▸ 原文:
═══
たとえばボストンコンサルティンググループは最近の調査で、自動車業界においてデジタル領域が将来的により重要になることを示す回答を得たそうです。

“Manufacturers are increasingly using digital technologies. Of automotive respondents, 70% said that plant digitization would be highly relevant in 2030, compared with 13% who think it is important today. “
出典:https://www.bcg.com/ja-jp/publications/2016/leaning-manufacturing-operations-factory-of-future

このデジタル領域にはもちろんデータ関連も含まれています。

"Using Big Data and Analytics. Manufacturers are using applications to automatically analyze large amounts of data. To produce cylinder heads at its plant in Untertürkheim, Germany, Mercedes-Benz uses predictive analytics to examine more than 600 parameters that influence quality."

出典:同上

こういった領域は他にもあります。たとえば化学です。下記はマッキンゼーが出している記事ですが、これによると化学業界はビッグデータを活用したサプライチェーンの最適化によって大きくメリットを得られるということです。

www.mckinsey.com

 

ほかにも知り合いのエージェントから製薬業界なども今後データ活用が進んでいくという話を聞きます。

 

すでに何年も前からシックスシグマ的な、伝統的な統計的手法による生産改善の限界もささやかれていましたし、ビッグデータの活用はこれから長く続いていくトレンドだと思います。

 

実はすでにこのトレンドは転職市場にも反映されており、昨年あたりからメーカーにおける関連ポジションの求人も激増しているようです。
═══
▸ 提供一覧:

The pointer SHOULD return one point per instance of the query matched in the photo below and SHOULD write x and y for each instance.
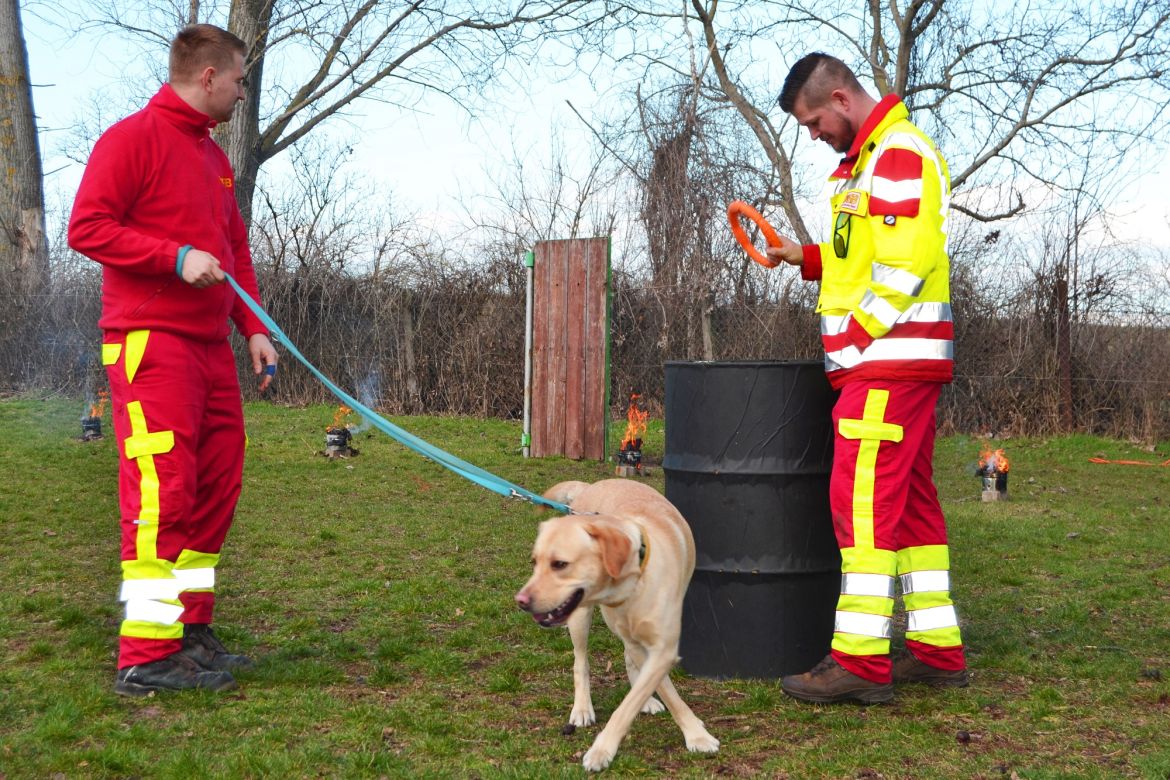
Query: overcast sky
═══
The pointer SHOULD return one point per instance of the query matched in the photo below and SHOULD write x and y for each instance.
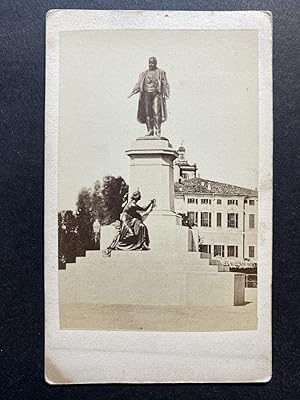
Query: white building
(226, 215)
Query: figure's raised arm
═══
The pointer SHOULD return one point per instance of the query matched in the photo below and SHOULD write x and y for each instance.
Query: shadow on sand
═══
▸ 問題 A:
製造業のデータ活用に関する文章から、「このデジタル領域にはもちろんデータ関連も含まれています。」を含む語句で始まり「トを得られるということです。」で終わる部分を、一字も変えずに書き写してください。
▸ 問題 B:
製造業のデータ活用に関する文章を、最後の文の後から書き続けてください。
一覧は、製造業のデータ活用に関する文章とは別の資料です。

▸ 解答出力 A:
このデジタル領域にはもちろんデータ関連も含まれています。

"Using Big Data and Analytics. Manufacturers are using applications to automatically analyze large amounts of data. To produce cylinder heads at its plant in Untertürkheim, Germany, Mercedes-Benz uses predictive analytics to examine more than 600 parameters that influence quality."

出典:同上

こういった領域は他にもあります。たとえば化学です。下記はマッキンゼーが出している記事ですが、これによると化学業界はビッグデータを活用したサプライチェーンの最適化によって大きくメリットを得られるということです。

▸ 解答出力 B:
 

ちなみに募集元は日系企業がほとんどで、外資は少ないですね。これは残念ながら外資系企業が日本の工場に投資する気があまりないことが多いのが一つの理由でしょう。

 

もちろんその時々で求人数の増減はあるかもしれませんが、それ以前に日本の大学教育に由来する根本的な需給ギャップは当面解消されないでしょうから基本的に高止まりだと思います。

 

というわけで生産技術+データというのは自分の専門領域で差別化していくためのスキルの組み合わせとして非常によい選択だと考えてよいと思います。

このあたりの専門性とスキルをどう組み合わせるかの話は下記の記事で色々書きました。

www.career-yoshinashi.com

今回の異動について

たしかに生産技術関連部署での募集があれば一番よかったでしょうが、今回の異動先部署でもまったく問題ありません。

 

生産技術の経験をもち、Pythonを使ったデータ分析ができれば引く手数多だと思います。現在企業側が経験者を求めている一方で、マーケットには生産技術の経験はあってもビッグデータに関連した経験をもつ人材が圧倒的に不足しているからです。

 

ただし異動先はマーケティングということでビジネスよりの部署になります。なのでもし将来的に技術よりの専門性を追求していかれたいなら5年をめど次に移ると良いです。再度異動を狙ってもいいですし転職でもいいでしょう。

 

あまり今の部署に長くいると社外からは「そっち(ビジネス)よりの人」に見られてしまい、技術サイドに戻るのは特に転職だとだんだん難しくなってきます。

 

要するに30代後半に入るまでに自分の専門を明確にするべきということです。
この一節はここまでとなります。